Supplied text:
————————
Conclusions based on the performance results:
=============================================

 v10 wrt before-case1:
 ---------------------
 We see significant improvements in throughput, elapsed and sys time for
 zstd and deflate-iaa, when comparing before-case1 (THP_SWAP=N) vs. after
 (THP_SWAP=Y) with zswap_store large folios.

 v10 wrt before-case2:
 ---------------------
 We see even more significant improvements in throughput and elapsed time
 for zstd and deflate-iaa, when comparing before-case2 (large-folio-SSD)
 vs. after (large-folio-zswap). The sys time increases with
 large-folio-zswap as expected, due to the CPU compression time
 vs. asynchronous disk write times, as pointed out by Ying and Yosry.
 
 In before-case2, when zswap does not store large folios, only allocations
 and cgroup charging due to 4K folio zswap stores count towards the cgroup
 memory limit. However, in the after scenario, with the introduction of
 zswap_store() of large folios, there is an added component of the zswap
 compressed pool usage from large folio stores from potentially all 30
 processes, that gets counted towards the memory limit. As a result, we see
 higher swapout activity in the "after" data.


Summary:
========
The v10 data presented above shows that zswap_store of large folios
demonstrates good throughput/performance improvements compared to
conventional SSD swap of large folios with a sufficiently large 525G SSD
swap device. Hence, it seems reasonable for zswap_store to support large
folios, so that further performance improvements can be implemented.

In the experimental setup used in this patchset, we have enabled IAA
compress verification to ensure additional hardware data integrity CRC
checks not currently done by the software compressors. We see good
throughput/latency improvements with deflate-iaa vs. zstd with zswap_store
of large folios.

Some of the ideas for further reducing latency that have shown promise in
our experiments, are:

1) IAA compress/decompress batching.
2) Distributing compress jobs across all IAA devices on the socket.

The tests run for this patchset are using only 1 IAA device per core, that
avails of 2 compress engines on the device. In our experiments with IAA
batching, we distribute compress jobs from all cores to the 8 compress
engines available per socket. We further compress the pages in each folio
in parallel in the accelerator. As a result, we improve compress latency
and reclaim throughput.

In decompress batching, we use swapin_readahead to generate a prefetch
batch of 4K folios that we decompress in parallel in IAA.
————————
Data rows:

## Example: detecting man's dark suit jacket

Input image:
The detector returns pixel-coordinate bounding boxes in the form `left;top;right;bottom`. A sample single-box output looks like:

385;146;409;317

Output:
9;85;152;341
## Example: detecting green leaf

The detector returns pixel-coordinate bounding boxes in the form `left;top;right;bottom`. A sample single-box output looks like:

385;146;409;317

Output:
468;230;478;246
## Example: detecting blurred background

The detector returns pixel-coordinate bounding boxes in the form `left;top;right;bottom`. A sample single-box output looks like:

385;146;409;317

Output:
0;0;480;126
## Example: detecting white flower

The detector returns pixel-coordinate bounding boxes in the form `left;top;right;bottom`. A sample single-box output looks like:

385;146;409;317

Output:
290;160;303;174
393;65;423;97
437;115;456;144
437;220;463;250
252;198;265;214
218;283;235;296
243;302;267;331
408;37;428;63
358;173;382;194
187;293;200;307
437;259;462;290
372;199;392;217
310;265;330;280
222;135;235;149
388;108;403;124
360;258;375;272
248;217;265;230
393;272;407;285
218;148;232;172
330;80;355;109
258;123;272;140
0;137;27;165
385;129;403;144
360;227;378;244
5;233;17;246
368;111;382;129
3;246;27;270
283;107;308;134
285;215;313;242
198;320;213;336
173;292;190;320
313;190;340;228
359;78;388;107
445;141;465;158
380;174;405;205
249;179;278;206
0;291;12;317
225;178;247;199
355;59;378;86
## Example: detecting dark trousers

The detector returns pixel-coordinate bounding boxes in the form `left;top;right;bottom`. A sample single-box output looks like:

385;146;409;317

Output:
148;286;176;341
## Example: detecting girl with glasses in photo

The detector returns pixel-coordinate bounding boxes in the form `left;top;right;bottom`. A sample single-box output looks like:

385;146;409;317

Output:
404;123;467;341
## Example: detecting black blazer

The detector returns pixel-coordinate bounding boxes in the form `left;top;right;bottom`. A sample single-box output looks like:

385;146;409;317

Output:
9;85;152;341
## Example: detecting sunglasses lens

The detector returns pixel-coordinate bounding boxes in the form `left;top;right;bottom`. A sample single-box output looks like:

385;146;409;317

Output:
————————
Required actions:
1: According to the zswap notes, how many compress engines are available per socket in the IAA batching experiments?
2: Summarize the zswap notes in two sentences.
3: From the zswap notes, extract the passage starting with "vs. after (large-folio-zswap)." and going on through "Ying and Yosry.".

Expected results:
1: Eight compress engines are available per socket.

2: Compared with conventional SSD swap of large folios on a 525G SSD swap device, storing large folios in zswap improves throughput and elapsed time for zstd and deflate-iaa, with deflate-iaa doing better than zstd. System time rises because of CPU compression time, and ideas that have shown promise for further cutting latency are IAA compress/decompress batching and spreading compress jobs across all IAA devices on the socket.

3:
vs. after (large-folio-zswap). The sys time increases with
 large-folio-zswap as expected, due to the CPU compression time
 vs. asynchronous disk write times, as pointed out by Ying and Yosry.